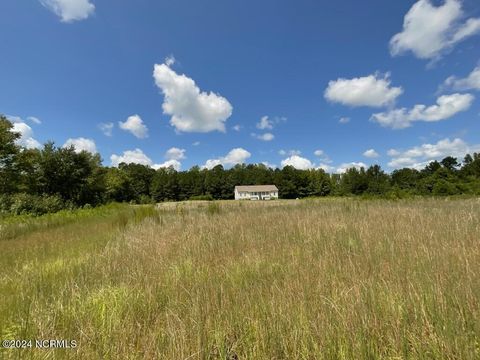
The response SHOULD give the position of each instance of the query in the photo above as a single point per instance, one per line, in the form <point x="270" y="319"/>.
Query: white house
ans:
<point x="256" y="192"/>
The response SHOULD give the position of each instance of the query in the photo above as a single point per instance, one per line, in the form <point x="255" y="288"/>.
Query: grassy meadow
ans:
<point x="307" y="279"/>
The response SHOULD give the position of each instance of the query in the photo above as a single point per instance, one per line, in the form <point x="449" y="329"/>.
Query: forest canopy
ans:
<point x="53" y="178"/>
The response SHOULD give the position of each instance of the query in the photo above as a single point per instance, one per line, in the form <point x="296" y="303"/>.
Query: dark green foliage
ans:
<point x="46" y="180"/>
<point x="37" y="205"/>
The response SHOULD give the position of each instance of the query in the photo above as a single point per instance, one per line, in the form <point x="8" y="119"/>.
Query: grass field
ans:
<point x="309" y="279"/>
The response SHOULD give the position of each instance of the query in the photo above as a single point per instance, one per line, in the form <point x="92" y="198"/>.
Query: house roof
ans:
<point x="249" y="188"/>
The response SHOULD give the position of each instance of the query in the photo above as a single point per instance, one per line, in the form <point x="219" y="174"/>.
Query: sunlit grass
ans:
<point x="316" y="279"/>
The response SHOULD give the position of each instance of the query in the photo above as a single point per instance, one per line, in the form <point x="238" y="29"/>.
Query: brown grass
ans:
<point x="315" y="279"/>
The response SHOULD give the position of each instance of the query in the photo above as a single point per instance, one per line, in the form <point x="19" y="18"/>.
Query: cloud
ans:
<point x="268" y="165"/>
<point x="81" y="144"/>
<point x="446" y="107"/>
<point x="289" y="152"/>
<point x="297" y="162"/>
<point x="265" y="123"/>
<point x="34" y="119"/>
<point x="327" y="168"/>
<point x="429" y="31"/>
<point x="371" y="153"/>
<point x="419" y="156"/>
<point x="131" y="157"/>
<point x="135" y="125"/>
<point x="70" y="10"/>
<point x="175" y="154"/>
<point x="373" y="90"/>
<point x="106" y="128"/>
<point x="177" y="165"/>
<point x="137" y="156"/>
<point x="235" y="156"/>
<point x="264" y="137"/>
<point x="471" y="82"/>
<point x="26" y="133"/>
<point x="345" y="166"/>
<point x="191" y="110"/>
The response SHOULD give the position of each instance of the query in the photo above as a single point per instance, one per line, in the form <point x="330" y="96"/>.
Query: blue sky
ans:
<point x="337" y="84"/>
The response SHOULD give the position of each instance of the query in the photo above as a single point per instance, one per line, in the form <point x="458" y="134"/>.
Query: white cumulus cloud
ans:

####################

* **Action item**
Each line, from the beginning of the listing to the line bearing "Query: forest canopy" inclusive, should be copied exactly; the pictures stay out.

* **Result for this task**
The response SHOULD give the position of each instance of the query in the photo above as a single point per instance, one per line, in the form <point x="270" y="319"/>.
Query: white house
ans:
<point x="256" y="192"/>
The response SHOULD give the position of each instance of the query in the photo above as a single point per instance, one per line, in the form <point x="255" y="288"/>.
Query: grassy meadow
ans:
<point x="307" y="279"/>
The response SHOULD give the position of each instance of the query in the photo above as a single point per instance, one per line, in the form <point x="449" y="329"/>.
Query: forest canopy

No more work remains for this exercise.